[start]

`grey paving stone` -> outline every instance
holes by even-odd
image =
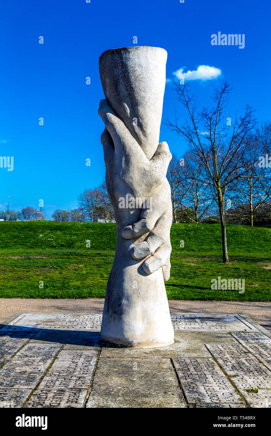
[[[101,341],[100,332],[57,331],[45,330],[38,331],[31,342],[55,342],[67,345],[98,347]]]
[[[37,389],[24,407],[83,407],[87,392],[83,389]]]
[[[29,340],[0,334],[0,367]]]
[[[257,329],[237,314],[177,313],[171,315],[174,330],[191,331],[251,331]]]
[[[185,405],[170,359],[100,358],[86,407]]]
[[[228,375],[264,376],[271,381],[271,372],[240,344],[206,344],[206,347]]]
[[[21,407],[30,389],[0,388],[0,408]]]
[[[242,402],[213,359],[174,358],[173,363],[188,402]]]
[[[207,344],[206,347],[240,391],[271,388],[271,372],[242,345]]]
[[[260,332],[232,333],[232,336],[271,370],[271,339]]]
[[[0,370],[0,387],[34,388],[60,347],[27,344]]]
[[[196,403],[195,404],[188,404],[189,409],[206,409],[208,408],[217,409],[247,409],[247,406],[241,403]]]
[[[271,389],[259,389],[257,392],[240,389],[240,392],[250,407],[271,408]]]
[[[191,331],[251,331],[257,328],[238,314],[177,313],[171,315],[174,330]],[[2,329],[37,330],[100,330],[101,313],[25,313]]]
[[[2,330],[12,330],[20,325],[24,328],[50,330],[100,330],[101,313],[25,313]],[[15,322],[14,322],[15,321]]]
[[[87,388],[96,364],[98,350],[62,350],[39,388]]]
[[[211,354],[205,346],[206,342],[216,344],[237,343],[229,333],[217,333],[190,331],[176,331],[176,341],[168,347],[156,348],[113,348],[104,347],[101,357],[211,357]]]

[end]
[start]

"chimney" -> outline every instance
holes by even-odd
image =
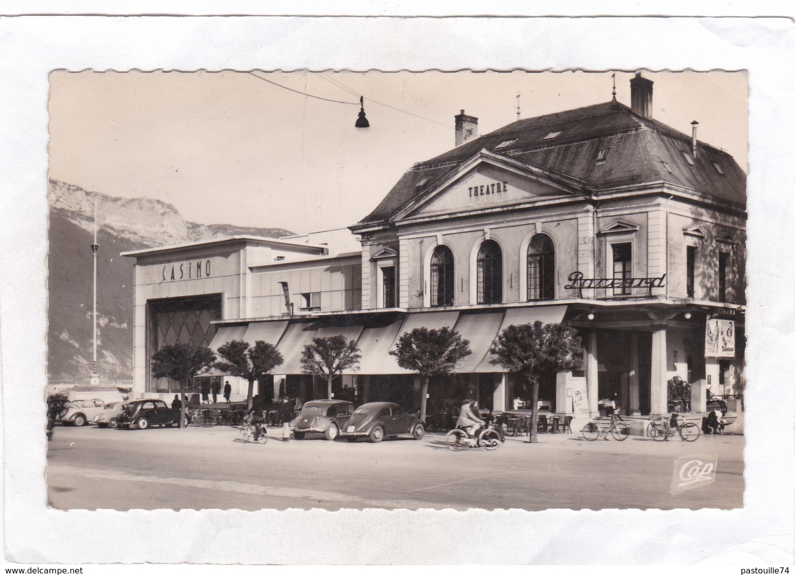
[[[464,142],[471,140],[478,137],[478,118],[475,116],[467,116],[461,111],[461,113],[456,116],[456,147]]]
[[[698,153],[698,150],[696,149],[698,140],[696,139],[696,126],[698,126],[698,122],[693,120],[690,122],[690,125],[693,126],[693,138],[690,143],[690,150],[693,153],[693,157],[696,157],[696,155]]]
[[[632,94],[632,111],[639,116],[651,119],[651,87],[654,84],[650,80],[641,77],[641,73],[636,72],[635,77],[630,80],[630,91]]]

[end]

Given task ▸
How many lines in the listing above contain the word "outline"? Reply with the number only.

Task output ▸
2